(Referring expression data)
§ §
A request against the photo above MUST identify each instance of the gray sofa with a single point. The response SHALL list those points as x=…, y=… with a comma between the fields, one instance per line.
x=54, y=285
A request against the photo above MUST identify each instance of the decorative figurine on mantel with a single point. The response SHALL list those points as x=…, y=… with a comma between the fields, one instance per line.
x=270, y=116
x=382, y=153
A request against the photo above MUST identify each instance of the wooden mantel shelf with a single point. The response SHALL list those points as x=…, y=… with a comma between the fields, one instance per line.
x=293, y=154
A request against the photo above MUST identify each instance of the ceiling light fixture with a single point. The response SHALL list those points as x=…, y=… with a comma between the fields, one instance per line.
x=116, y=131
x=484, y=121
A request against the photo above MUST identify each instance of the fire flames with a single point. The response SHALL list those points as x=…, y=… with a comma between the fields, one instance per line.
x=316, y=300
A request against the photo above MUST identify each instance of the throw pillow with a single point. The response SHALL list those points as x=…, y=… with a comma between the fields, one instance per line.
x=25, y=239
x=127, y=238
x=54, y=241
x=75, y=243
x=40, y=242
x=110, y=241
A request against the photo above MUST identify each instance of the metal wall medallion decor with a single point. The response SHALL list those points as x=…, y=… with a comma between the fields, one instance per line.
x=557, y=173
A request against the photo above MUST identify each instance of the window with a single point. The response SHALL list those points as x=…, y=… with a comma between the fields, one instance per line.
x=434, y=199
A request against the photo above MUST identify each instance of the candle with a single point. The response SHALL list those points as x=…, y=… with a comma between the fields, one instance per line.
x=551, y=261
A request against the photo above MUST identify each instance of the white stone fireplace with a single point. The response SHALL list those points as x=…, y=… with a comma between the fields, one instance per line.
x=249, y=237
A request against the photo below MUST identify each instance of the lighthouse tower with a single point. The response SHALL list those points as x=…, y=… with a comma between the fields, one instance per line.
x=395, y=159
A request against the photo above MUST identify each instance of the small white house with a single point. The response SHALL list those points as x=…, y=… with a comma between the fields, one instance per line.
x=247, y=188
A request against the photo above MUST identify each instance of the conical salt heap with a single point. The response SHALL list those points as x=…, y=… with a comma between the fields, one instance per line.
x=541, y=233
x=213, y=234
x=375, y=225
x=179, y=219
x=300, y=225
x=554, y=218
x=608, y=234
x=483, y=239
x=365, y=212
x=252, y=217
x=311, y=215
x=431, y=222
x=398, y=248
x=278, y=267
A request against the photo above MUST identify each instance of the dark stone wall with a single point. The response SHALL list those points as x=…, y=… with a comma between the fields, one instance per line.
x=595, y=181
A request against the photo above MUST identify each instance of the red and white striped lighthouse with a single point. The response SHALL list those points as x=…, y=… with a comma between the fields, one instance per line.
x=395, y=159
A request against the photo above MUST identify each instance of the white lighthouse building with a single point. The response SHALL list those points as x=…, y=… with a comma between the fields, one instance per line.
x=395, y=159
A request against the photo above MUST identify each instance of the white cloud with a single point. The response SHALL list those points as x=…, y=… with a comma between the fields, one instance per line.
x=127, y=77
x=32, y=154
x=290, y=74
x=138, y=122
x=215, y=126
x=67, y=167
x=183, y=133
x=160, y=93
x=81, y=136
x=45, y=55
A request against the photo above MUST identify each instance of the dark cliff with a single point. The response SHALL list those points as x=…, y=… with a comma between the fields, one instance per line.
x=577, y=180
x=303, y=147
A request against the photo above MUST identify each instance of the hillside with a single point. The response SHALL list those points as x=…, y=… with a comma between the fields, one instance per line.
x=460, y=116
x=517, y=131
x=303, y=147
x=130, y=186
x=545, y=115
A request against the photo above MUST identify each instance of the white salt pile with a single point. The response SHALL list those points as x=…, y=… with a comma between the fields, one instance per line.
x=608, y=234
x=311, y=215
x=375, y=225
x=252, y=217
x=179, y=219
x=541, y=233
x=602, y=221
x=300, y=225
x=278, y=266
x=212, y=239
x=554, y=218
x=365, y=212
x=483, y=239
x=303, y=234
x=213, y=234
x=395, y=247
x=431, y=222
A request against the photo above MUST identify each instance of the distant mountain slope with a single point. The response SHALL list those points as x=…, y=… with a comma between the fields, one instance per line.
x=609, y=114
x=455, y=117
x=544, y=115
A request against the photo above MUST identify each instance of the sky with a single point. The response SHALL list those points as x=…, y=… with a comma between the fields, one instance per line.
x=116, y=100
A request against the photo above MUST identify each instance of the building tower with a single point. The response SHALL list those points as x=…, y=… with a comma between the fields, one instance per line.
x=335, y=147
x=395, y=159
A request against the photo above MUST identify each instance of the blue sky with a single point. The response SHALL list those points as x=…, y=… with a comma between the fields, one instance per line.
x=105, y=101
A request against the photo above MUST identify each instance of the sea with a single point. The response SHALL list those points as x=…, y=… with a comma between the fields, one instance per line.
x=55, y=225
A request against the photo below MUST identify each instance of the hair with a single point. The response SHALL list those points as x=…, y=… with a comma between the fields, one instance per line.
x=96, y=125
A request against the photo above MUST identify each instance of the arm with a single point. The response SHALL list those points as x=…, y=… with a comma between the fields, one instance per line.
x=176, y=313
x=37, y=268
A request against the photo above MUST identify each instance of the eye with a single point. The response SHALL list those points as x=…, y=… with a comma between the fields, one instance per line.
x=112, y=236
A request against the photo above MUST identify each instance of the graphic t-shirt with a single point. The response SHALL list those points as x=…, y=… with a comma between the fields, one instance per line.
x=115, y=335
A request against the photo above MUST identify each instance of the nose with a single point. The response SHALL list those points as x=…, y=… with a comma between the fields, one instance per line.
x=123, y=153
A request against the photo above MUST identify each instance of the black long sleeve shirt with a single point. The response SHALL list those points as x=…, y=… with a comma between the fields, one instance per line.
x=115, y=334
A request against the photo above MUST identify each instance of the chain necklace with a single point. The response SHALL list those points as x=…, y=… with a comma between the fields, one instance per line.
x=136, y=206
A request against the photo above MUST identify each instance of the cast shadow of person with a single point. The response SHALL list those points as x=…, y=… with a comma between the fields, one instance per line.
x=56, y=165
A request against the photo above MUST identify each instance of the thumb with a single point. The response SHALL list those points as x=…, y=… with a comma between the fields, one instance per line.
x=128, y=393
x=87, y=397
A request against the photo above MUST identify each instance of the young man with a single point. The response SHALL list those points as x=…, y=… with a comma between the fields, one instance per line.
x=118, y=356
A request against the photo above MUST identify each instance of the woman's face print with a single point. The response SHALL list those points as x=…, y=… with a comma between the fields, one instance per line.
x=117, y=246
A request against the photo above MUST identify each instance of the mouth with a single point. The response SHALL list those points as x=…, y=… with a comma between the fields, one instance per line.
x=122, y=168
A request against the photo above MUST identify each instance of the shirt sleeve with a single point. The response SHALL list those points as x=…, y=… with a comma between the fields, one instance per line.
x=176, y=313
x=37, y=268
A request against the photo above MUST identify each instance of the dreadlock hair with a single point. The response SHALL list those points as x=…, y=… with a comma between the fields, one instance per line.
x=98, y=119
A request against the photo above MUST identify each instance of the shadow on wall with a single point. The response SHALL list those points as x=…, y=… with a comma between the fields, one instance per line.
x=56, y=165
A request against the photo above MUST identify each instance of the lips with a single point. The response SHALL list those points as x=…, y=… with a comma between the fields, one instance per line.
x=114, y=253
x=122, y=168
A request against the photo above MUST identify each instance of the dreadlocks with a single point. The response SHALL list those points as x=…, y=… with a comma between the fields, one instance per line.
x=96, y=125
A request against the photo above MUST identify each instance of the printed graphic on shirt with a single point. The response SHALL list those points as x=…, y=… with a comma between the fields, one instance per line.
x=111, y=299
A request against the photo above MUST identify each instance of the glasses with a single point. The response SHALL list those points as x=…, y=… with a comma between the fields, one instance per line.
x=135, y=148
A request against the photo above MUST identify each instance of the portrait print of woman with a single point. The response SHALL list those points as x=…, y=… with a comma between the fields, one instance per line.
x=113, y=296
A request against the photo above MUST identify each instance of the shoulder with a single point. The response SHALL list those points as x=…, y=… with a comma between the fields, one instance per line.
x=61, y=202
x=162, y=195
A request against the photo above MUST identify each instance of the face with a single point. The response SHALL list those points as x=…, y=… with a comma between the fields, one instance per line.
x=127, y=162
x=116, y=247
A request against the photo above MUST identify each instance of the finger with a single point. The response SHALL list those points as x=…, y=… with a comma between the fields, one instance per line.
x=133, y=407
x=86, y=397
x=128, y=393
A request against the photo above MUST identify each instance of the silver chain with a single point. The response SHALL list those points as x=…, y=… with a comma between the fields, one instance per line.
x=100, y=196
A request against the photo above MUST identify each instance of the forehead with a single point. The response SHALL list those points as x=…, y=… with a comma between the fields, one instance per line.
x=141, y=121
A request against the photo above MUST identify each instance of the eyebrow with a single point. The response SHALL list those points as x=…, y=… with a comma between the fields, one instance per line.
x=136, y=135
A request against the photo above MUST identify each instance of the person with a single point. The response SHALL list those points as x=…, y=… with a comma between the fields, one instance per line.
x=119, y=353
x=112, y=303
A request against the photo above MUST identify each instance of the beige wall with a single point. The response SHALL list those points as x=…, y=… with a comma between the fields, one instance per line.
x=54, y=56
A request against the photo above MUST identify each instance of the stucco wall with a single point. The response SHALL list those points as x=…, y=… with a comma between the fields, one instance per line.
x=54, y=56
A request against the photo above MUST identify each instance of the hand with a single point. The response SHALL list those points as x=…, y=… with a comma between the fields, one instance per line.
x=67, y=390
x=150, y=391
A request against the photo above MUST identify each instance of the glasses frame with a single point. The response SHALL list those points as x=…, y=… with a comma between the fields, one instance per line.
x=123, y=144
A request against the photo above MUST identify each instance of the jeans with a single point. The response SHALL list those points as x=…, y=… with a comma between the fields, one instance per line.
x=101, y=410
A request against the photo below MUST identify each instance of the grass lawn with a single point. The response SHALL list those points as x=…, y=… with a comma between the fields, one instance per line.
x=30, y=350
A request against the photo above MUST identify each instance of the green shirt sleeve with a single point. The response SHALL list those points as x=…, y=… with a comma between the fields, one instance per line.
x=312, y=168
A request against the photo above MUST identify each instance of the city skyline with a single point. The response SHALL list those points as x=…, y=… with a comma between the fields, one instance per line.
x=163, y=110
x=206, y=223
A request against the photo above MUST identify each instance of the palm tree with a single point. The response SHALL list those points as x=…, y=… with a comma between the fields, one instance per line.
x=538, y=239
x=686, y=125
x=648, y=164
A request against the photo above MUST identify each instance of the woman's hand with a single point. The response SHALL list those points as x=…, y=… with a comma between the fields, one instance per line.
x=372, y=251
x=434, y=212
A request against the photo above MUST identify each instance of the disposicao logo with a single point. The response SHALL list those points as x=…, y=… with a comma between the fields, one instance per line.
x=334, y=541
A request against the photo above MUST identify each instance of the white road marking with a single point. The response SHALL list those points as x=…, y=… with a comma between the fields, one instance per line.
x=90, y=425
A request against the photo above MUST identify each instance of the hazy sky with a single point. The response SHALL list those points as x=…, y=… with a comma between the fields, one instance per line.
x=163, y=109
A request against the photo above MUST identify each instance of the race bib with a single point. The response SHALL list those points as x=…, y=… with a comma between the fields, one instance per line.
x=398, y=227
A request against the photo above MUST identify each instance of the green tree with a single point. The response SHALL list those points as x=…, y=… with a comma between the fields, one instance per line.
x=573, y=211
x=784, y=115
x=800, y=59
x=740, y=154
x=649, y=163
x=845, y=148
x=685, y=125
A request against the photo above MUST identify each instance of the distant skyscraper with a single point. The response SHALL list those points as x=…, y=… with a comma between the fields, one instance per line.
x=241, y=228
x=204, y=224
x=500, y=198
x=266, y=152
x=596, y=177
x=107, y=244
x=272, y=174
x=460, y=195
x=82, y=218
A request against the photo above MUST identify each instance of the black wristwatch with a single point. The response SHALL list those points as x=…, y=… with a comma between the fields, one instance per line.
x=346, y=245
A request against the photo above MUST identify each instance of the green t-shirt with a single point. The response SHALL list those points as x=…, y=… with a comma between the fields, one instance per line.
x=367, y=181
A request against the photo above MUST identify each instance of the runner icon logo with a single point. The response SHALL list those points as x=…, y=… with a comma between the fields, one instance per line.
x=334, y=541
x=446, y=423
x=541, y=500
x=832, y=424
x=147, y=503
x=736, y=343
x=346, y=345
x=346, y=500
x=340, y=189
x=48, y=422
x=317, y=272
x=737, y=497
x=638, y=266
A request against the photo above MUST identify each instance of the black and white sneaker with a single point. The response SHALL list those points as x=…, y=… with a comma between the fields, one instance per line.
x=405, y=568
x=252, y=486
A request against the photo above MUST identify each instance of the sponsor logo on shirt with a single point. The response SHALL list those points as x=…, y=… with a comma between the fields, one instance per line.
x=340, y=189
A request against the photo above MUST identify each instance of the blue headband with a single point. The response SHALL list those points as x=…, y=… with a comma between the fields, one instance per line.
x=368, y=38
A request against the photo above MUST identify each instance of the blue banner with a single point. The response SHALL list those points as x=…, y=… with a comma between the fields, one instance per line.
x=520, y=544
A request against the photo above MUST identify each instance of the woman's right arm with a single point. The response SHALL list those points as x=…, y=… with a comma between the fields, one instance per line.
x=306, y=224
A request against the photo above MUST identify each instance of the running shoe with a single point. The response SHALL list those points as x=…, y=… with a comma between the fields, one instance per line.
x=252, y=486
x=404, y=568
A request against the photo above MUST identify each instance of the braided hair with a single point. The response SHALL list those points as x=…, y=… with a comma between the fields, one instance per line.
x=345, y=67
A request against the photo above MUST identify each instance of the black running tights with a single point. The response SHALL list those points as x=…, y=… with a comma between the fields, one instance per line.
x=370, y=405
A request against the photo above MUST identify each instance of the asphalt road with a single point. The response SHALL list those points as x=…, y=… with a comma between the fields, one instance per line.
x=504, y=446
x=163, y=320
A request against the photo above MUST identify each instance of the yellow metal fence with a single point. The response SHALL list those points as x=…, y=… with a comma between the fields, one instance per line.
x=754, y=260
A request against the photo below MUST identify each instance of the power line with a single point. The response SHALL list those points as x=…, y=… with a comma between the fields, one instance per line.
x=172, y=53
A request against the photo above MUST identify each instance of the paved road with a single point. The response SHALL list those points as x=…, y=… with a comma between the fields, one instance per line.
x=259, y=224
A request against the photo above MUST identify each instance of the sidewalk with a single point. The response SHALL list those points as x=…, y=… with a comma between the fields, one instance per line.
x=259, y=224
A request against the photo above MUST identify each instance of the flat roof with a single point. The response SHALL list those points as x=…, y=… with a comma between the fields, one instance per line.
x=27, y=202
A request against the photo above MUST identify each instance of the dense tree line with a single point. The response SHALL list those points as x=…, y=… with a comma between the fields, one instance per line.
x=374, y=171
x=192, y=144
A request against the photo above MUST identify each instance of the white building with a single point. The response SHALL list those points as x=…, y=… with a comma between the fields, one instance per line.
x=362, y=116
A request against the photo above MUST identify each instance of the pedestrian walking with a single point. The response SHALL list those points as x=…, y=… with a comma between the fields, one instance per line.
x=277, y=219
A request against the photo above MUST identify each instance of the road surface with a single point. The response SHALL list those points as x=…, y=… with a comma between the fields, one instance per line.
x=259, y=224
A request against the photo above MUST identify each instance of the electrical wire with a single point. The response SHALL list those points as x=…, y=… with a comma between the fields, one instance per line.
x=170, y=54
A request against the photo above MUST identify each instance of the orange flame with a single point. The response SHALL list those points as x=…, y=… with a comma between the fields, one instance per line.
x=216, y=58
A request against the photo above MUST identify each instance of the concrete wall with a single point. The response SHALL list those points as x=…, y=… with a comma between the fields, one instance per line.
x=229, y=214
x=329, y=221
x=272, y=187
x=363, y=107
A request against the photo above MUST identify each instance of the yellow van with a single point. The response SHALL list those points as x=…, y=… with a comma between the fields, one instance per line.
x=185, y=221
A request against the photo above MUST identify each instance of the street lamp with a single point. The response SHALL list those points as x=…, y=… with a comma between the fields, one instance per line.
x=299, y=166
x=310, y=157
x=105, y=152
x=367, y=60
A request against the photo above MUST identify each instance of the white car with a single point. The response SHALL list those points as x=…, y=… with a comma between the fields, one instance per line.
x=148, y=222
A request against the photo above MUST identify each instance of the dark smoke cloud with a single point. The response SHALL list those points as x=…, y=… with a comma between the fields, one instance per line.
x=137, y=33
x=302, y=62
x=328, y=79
§ §
■ Aim of the exercise ■
Nothing but the lines from the one containing "of the concrete" to the end of the records above should appear, each copied exactly.

■ Solution to this task ■
A request against the photo above MUST identify each instance of the concrete wall with a single point. The response SHALL list those points as x=…, y=… with a comma between the fields, one instance per line.
x=229, y=214
x=329, y=221
x=272, y=187
x=363, y=107
A request against the photo above MUST identify each instance of the yellow van with a single point. The response SHALL list those points as x=…, y=… with a comma between the fields, one instance per line.
x=185, y=221
A request against the photo above MUST identify each instance of the street lamp with a single point. The response SHALL list those points as x=…, y=… with a comma between the fields, one instance per line.
x=299, y=166
x=310, y=157
x=105, y=152
x=367, y=60
A request against the photo above MUST identify each instance of the white car with a single point. The response SHALL list those points as x=…, y=… with a comma between the fields, one instance per line.
x=148, y=222
A request against the photo above MUST identify each instance of the dark smoke cloud with a single point. The response SHALL list those points as x=…, y=… with a comma between the fields, one instance per line.
x=137, y=33
x=302, y=62
x=328, y=79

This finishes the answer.